■ **EXCERPT TO READ**
[START]

For a country settled by white colonisers for the warehousing of convicts, Australia is
remarkably reluctant to forgive. The criminal justice system espouses the conventional
criminological goals of deterrence, retribution, rehabilitation and community protection, but
in practice rehabilitation is rarely part of the public discourse. Australia‟s recent history has
been, as is well known, as a land colonised against the will of the original inhabitants as a
recipient for English convicts. Much has been written about the impact of colonisation on the
Indigenous inhabitants (Cuneen, 2001; Royal Commission into Aboriginal Deaths in
Custody, 1991: ch10). I will return to this issue later.

The experience of the transported convicts has also been analysed, both the horrors of the
long sea voyage and the violence of the regimes over the period. The great distance from the
motherland meant that there was considerable discretion in the ways the convict settlements
operated. Historians in fact suggest that despite the deprivations the early settlement at
Sydney Cove was at times a more generous environment to serve a sentence than the UK.
The transportation program had several purposes; not only did it reduce the pressure on the
prisons and hulks and remove convicts from the community consciousness. It also aimed to
build the British Empire, and convicts were expected to provide labour for that purpose.
Governor Lachlan Macquarie, appointed Governor of the new settlement in 1810, considered
that transportation itself was the punishment; those who survived the journey could then
„work hard and re-establish their lives‟ (Bull, 2010: 6).

[END]

Copy the passage on Australia's convict history word for word, starting at "The experience of" and ending at "than the UK.". The records have nothing to do with this.

[Dataset excerpts on pointing at objects]
[START]

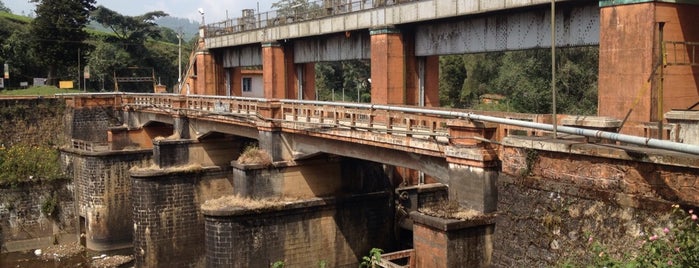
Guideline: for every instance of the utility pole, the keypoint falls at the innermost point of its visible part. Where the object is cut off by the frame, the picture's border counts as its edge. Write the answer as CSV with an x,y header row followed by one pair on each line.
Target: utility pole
x,y
553,66
79,70
179,61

[END]

■ **THE SOLUTION**
The experience of the transported convicts has also been analysed, both the horrors of the
long sea voyage and the violence of the regimes over the period. The great distance from the
motherland meant that there was considerable discretion in the ways the convict settlements
operated. Historians in fact suggest that despite the deprivations the early settlement at
Sydney Cove was at times a more generous environment to serve a sentence than the UK.